>> begin Text to read

3,000 International Researchers come to Ireland since 2007 EU law change
Half of International Researchers in Ireland based in Dublin
MEP for Dublin, Brian Hayes, today (Tuesday) revealed new figures showing that nearly 3,000 researchers from outside the EU have come to Ireland since 2007. Half have based themselves in Dublin. Europe’s Research Directive introduced in 2007 regulates the procedure for admitting ‘third-country nationals’ for the purposes of scientific research.
“The figures speak for themselves. Ireland is evolving from a ‘knowledge economy’ to an ‘ideas economy’. Since the European Research Directive was passed into Irish law in 2007, 2,920 researchers have come to Ireland from 95 different countries and 1,439 have based themselves in companies or institutions in Dublin. Today there are 330 researchers in Dublin and 664 in total across Ireland. Dublin’s future is inventing the next microchip, not simply producing them.”

>> end Text to read
>> begin Given data

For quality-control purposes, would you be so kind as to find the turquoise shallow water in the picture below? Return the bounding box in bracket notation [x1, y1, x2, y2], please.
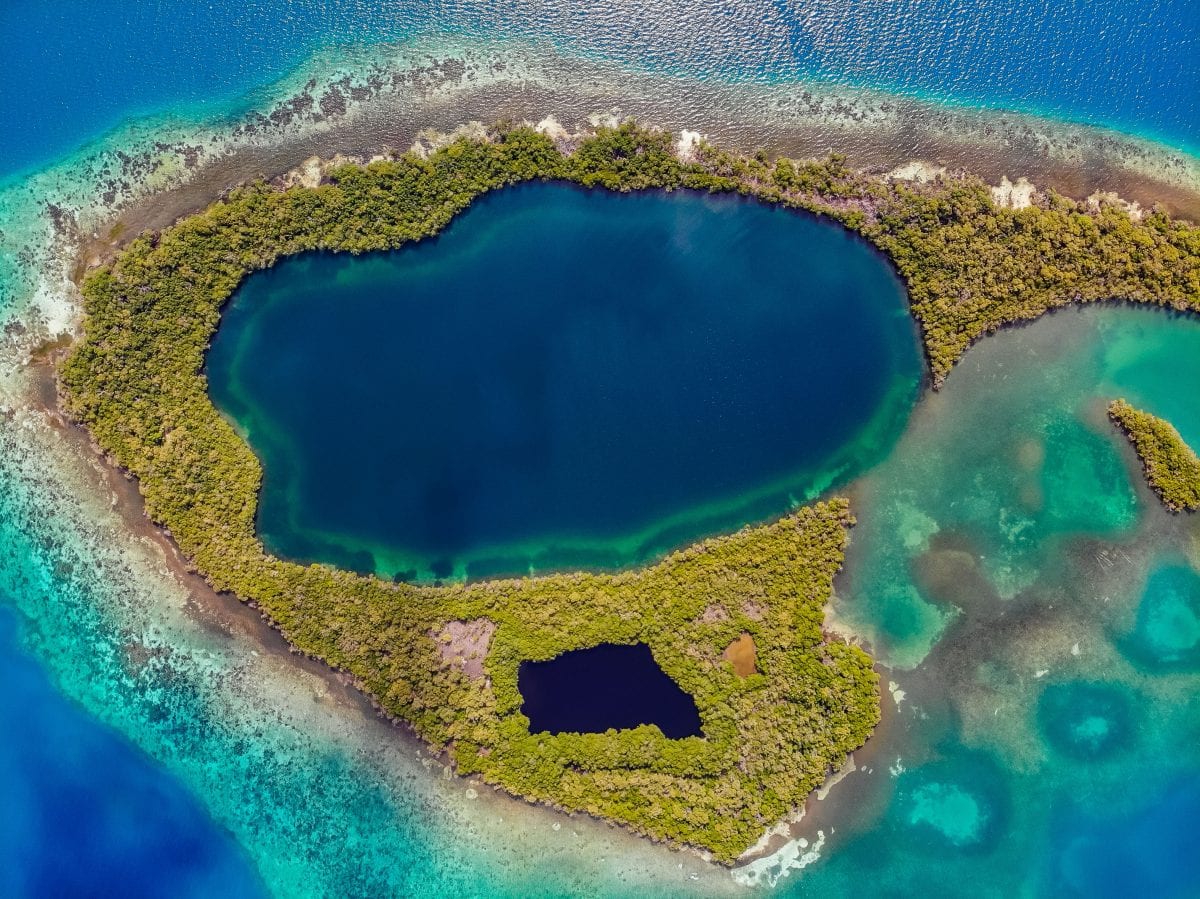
[0, 0, 1200, 897]
[205, 185, 922, 580]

>> end Given data

Task 1 –
Return the wording of the passage on international researchers in Ireland from "3,000 International Researchers" up to and including "of scientific research.", with nothing altered.
Task 2 –
Summarize the passage on international researchers in Ireland in two sentences.
The data above stands apart from the passage on international researchers in Ireland.

Expected answer 1 –
3,000 International Researchers come to Ireland since 2007 EU law change
Half of International Researchers in Ireland based in Dublin
MEP for Dublin, Brian Hayes, today (Tuesday) revealed new figures showing that nearly 3,000 researchers from outside the EU have come to Ireland since 2007. Half have based themselves in Dublin. Europe’s Research Directive introduced in 2007 regulates the procedure for admitting ‘third-country nationals’ for the purposes of scientific research.

Expected answer 2 –
Since the European Research Directive became Irish law in 2007, 2,920 researchers from 95 countries outside the EU have come to Ireland, and 1,439 of them based themselves in Dublin. Dublin MEP Brian Hayes says the figures show Ireland evolving from a "knowledge economy" to an "ideas economy."